_Goal of the exercise_
Rewrite the rows from the line holding "Each instance of the man's forehead" through the line holding "Query: flagpole", inclusive, putting "example" wherever "sample" appears and changing nothing else.

_Records for the exercise_
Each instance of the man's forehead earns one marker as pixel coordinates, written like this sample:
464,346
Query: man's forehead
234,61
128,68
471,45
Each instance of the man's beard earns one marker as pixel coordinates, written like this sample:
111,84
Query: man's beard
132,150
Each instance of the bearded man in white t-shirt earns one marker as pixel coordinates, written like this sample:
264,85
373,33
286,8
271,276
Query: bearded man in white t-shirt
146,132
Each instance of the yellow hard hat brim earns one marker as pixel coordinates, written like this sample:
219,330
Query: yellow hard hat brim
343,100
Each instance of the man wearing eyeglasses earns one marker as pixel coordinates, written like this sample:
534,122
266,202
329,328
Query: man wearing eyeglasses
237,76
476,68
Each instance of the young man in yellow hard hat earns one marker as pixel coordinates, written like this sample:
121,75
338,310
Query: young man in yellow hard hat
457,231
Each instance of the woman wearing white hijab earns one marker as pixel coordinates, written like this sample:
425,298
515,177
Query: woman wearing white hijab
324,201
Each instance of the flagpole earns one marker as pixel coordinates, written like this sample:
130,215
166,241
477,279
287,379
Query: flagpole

* * *

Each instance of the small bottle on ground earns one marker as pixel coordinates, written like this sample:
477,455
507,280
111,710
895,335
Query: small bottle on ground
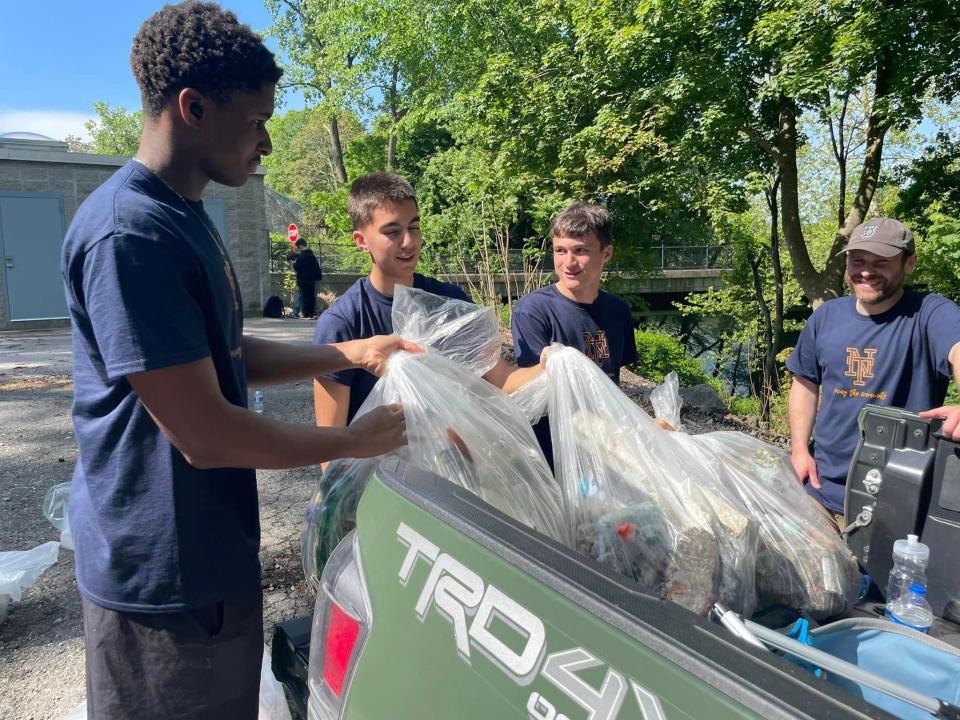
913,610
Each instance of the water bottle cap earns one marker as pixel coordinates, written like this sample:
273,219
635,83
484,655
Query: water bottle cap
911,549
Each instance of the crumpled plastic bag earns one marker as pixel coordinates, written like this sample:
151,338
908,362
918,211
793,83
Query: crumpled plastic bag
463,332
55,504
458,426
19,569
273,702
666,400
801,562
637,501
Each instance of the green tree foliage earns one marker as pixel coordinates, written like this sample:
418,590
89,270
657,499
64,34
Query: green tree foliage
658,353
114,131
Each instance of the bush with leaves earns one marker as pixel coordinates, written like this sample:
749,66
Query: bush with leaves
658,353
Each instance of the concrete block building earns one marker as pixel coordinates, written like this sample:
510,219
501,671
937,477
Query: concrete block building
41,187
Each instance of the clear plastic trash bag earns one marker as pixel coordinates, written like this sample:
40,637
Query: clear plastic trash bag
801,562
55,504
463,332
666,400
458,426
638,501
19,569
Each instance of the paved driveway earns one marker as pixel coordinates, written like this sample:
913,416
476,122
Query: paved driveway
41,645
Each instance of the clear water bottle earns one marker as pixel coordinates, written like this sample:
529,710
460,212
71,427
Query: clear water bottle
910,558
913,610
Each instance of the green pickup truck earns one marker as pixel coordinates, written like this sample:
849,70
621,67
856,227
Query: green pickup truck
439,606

_Written solution_
Each instance of the man's forehead earns one marker as pixel coordinates, written like this example:
464,346
Query: man's forehead
234,61
128,68
471,45
Each instance of the man's beard earns one marker as pixel coordinates, written like this example:
111,84
Query: man's beard
132,150
Each instance of the bearded man in white t-shirt earns one marker as pixel coordinates, written like this example:
264,85
373,33
286,8
271,276
Query: bearded man in white t-shirt
146,132
Each instance of the yellow hard hat brim earns one marker as pixel coordinates, written like this example:
219,330
Query: yellow hard hat brim
343,100
Each instance of the man wearing eyeglasses earns one marker as pixel coordinates, written like this example:
534,122
266,202
329,328
Query: man wearing eyeglasses
237,76
476,68
Each instance of the young man in yellow hard hat earns one marker as pixel coordinates, written like this example:
121,75
338,310
Query: young man in yellow hard hat
457,231
Each instance of the woman wearing white hijab earns one marker as pixel coordinates, written like this example:
425,298
515,177
Query: woman wearing white hijab
324,201
Each instance of the flagpole earns one marker as pixel coordinates, written like this example:
130,215
166,241
477,279
287,379
Query: flagpole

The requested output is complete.